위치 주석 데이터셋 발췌
......
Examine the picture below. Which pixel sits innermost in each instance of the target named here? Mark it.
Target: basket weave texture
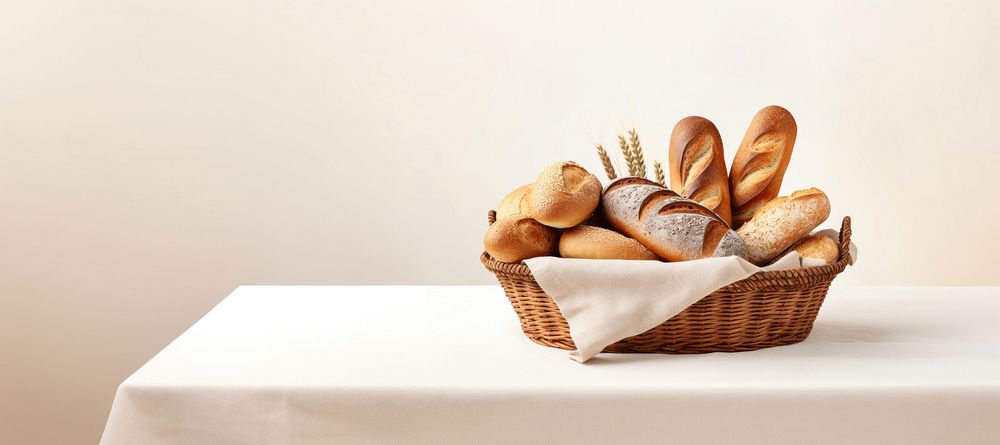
(771, 308)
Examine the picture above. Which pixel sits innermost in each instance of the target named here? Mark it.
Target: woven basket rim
(759, 279)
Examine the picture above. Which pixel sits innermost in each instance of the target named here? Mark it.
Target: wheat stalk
(606, 161)
(627, 152)
(658, 171)
(640, 162)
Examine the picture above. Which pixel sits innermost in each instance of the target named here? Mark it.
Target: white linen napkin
(607, 300)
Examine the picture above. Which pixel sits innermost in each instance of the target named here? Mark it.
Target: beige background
(154, 155)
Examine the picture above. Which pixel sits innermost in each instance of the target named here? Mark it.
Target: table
(416, 364)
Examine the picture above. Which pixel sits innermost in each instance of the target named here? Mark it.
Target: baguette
(698, 165)
(761, 161)
(598, 243)
(783, 221)
(564, 195)
(672, 227)
(517, 238)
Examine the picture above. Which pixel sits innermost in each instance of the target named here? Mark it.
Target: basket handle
(845, 239)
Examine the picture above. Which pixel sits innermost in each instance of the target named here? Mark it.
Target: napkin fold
(607, 300)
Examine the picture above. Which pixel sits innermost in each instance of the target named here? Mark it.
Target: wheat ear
(640, 162)
(627, 152)
(658, 171)
(606, 161)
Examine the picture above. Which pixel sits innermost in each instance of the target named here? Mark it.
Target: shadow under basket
(772, 308)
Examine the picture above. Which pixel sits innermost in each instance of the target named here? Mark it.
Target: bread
(819, 247)
(760, 162)
(515, 203)
(698, 165)
(672, 227)
(564, 195)
(783, 221)
(594, 242)
(517, 238)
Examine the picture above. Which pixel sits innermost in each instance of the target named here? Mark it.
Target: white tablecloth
(409, 364)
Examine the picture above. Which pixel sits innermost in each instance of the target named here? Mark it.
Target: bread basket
(772, 308)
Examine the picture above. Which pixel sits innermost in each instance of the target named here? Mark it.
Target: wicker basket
(767, 309)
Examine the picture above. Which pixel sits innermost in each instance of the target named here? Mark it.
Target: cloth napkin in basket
(607, 300)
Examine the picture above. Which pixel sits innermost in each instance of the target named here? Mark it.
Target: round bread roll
(515, 203)
(564, 195)
(817, 246)
(598, 243)
(518, 237)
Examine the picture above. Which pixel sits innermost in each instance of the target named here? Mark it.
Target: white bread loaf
(518, 237)
(599, 243)
(515, 203)
(783, 221)
(672, 227)
(818, 247)
(564, 195)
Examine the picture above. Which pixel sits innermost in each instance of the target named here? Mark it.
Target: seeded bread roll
(598, 243)
(760, 163)
(515, 203)
(783, 221)
(672, 227)
(517, 238)
(564, 195)
(698, 165)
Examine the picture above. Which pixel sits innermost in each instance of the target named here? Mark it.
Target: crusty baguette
(564, 195)
(672, 227)
(518, 237)
(515, 203)
(783, 221)
(817, 246)
(760, 162)
(598, 243)
(698, 165)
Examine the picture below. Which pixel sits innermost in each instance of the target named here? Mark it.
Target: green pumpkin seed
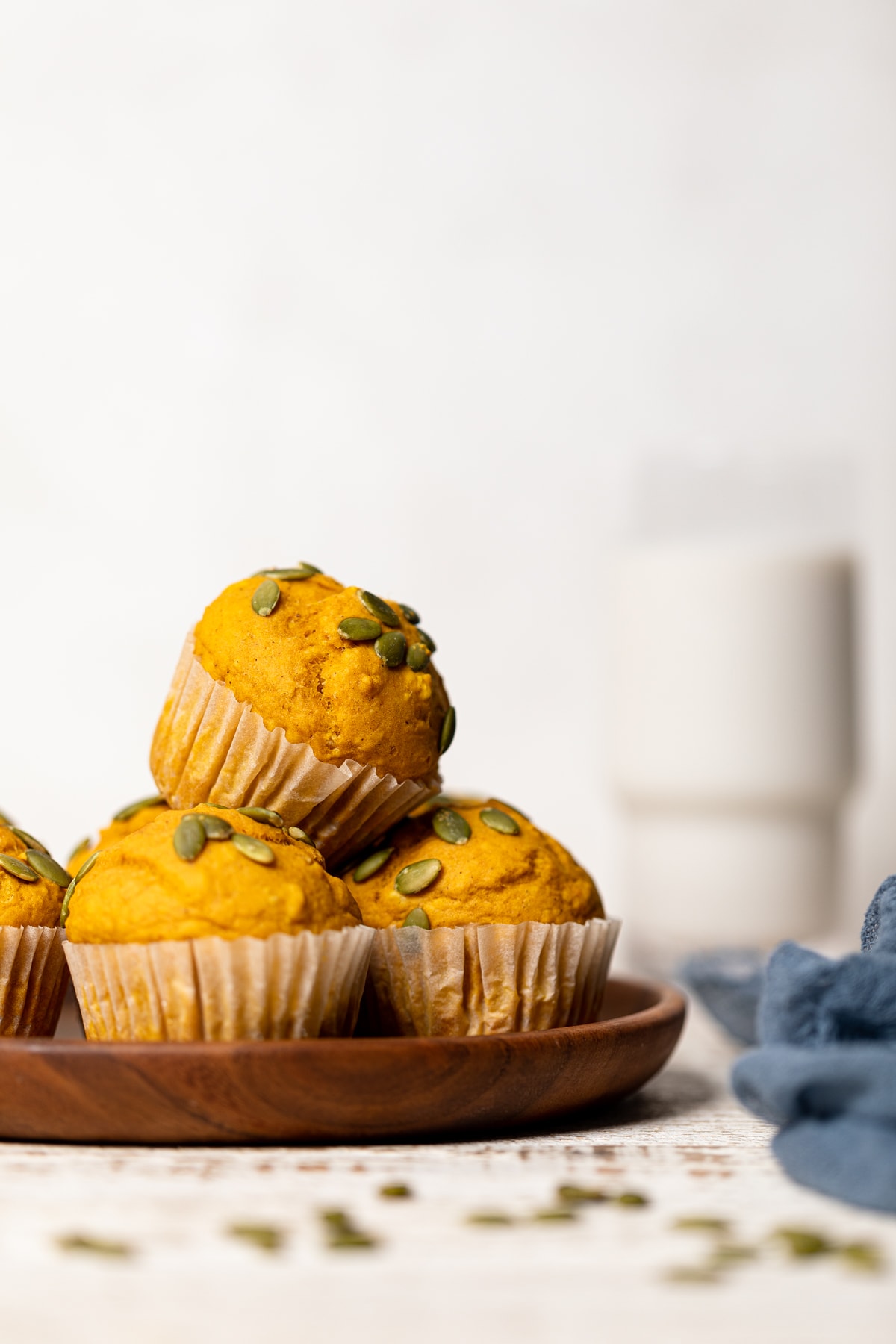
......
• [제시 과제] 위 자료에서 문자열 "bread"이(가) 들어 있는 줄을 빠짐없이 찾아 보고하십시오.

• [정답]
Target: bread
Target: bread basket
Target: round bread roll
Target: white bread loaf
Target: seeded bread roll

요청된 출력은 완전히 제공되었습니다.